(Referring expression data)
========

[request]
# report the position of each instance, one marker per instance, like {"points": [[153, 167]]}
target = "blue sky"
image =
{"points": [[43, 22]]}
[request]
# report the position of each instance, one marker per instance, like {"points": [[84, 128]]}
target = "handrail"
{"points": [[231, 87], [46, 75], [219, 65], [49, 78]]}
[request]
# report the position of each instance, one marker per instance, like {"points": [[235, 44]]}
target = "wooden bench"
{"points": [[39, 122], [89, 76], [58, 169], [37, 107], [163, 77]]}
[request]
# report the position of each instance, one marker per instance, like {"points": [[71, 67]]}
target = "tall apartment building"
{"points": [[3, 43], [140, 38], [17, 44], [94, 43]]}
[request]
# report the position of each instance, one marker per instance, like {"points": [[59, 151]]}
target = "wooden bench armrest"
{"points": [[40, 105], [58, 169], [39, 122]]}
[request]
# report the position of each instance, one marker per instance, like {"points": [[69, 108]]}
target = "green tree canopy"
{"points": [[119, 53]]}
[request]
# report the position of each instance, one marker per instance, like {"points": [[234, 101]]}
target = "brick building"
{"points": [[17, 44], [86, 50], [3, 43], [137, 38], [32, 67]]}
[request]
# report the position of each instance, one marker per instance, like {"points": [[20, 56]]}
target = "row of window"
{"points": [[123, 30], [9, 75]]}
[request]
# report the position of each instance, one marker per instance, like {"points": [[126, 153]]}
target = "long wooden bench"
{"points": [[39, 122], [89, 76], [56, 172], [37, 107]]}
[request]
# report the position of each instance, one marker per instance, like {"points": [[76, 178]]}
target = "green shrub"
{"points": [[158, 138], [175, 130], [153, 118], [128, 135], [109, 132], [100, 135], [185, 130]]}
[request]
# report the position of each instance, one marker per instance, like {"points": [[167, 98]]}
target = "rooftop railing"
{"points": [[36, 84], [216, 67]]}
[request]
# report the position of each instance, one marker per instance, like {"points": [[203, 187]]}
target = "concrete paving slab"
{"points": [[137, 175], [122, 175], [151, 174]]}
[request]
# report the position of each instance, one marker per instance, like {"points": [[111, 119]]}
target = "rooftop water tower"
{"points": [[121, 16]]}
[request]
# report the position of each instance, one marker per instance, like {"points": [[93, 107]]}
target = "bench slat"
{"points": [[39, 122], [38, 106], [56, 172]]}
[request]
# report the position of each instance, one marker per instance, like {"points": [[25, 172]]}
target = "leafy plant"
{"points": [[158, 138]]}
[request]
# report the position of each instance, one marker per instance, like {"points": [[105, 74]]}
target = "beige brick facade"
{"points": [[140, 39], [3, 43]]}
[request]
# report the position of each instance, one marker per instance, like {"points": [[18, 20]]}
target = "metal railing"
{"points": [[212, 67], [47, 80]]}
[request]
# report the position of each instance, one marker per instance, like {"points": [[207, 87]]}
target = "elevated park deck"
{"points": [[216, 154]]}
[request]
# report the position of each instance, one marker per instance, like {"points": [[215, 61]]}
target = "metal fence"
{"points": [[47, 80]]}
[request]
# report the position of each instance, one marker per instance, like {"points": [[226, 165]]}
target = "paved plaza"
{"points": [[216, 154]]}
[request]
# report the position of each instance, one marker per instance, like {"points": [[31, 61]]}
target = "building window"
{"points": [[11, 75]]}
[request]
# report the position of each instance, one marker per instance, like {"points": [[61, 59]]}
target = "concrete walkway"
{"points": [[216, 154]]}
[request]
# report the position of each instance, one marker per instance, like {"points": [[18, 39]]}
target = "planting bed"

========

**YOUR ASSIGNMENT:** Output each record exactly, leaving nothing out.

**SOLUTION TO THE EXERCISE:**
[request]
# report the position of each instance, one marker per instance, like {"points": [[153, 167]]}
target = "blue sky"
image =
{"points": [[43, 22]]}
[request]
# report the position of each instance, one marker per instance, like {"points": [[84, 128]]}
target = "handrail"
{"points": [[231, 87], [46, 75], [219, 65], [49, 78]]}
[request]
# report the position of each instance, one marker per instance, like {"points": [[235, 44]]}
target = "wooden bench"
{"points": [[39, 122], [89, 76], [58, 169], [37, 107], [163, 77]]}
[request]
# report the position of each instance, one marker per instance, like {"points": [[71, 67]]}
target = "tall apartment building"
{"points": [[3, 43], [140, 38], [17, 44], [94, 43]]}
[request]
# report the position of each instance, one marker per instance, like {"points": [[59, 151]]}
target = "wooden bench armrest"
{"points": [[40, 105], [58, 169], [39, 122]]}
[request]
# report the position of each instance, one marker per instance, like {"points": [[69, 108]]}
target = "green tree canopy"
{"points": [[119, 53]]}
[request]
# report the position of each instance, one marker per instance, like {"points": [[234, 101]]}
target = "brick building"
{"points": [[17, 44], [86, 50], [3, 43], [137, 38], [32, 67]]}
[request]
# report the position of each instance, one marker per instance, like {"points": [[20, 56]]}
target = "row of window"
{"points": [[123, 30], [9, 75]]}
[request]
# report the position of each instance, one marker per instance, like {"points": [[126, 153]]}
target = "long wooden bench"
{"points": [[39, 122], [89, 76], [56, 172], [37, 107]]}
[request]
# report the position of each instance, one marker per instance, like {"points": [[76, 178]]}
target = "green shrub"
{"points": [[158, 138], [175, 130], [153, 118], [128, 135], [109, 132], [100, 135], [185, 130]]}
[request]
# report the position of each instance, one marker per instance, like {"points": [[167, 98]]}
target = "rooftop railing"
{"points": [[36, 84], [216, 67]]}
[request]
# report the position of each instance, one marker per instance, like {"points": [[203, 187]]}
target = "concrete paving slab"
{"points": [[137, 175], [122, 175], [151, 174]]}
[request]
# report the position of each instance, one marker per instance, like {"points": [[111, 119]]}
target = "rooftop water tower"
{"points": [[121, 16]]}
[request]
# report the position of each instance, one marker per instance, like {"points": [[93, 107]]}
target = "bench slat"
{"points": [[39, 122], [38, 106], [56, 172]]}
[request]
# report the position of each instance, one marker per instance, like {"points": [[25, 172]]}
target = "leafy plant"
{"points": [[158, 138]]}
[request]
# report the position of each instance, one marker per instance, like {"points": [[105, 74]]}
target = "beige brick facade"
{"points": [[140, 39], [3, 43]]}
[request]
# report the position of each instance, one marker per instance, like {"points": [[18, 20]]}
target = "metal railing"
{"points": [[212, 67], [47, 80]]}
[request]
# report the position of each instance, one marker per instance, like {"points": [[207, 87]]}
target = "elevated park deck"
{"points": [[216, 154]]}
[request]
# report the position of each instance, one marker per instance, like {"points": [[215, 61]]}
target = "metal fence"
{"points": [[47, 80]]}
[request]
# report the position of each instance, one marker per instance, like {"points": [[226, 165]]}
target = "paved plaza"
{"points": [[216, 154]]}
[request]
# report the position of each instance, one marker per instance, like {"points": [[31, 61]]}
target = "building window"
{"points": [[11, 75]]}
[request]
# report the position of each instance, one marker per instance, like {"points": [[61, 59]]}
target = "concrete walkway"
{"points": [[216, 154]]}
[request]
# report the position of each instance, one marker per instance, like {"points": [[18, 39]]}
target = "planting bed"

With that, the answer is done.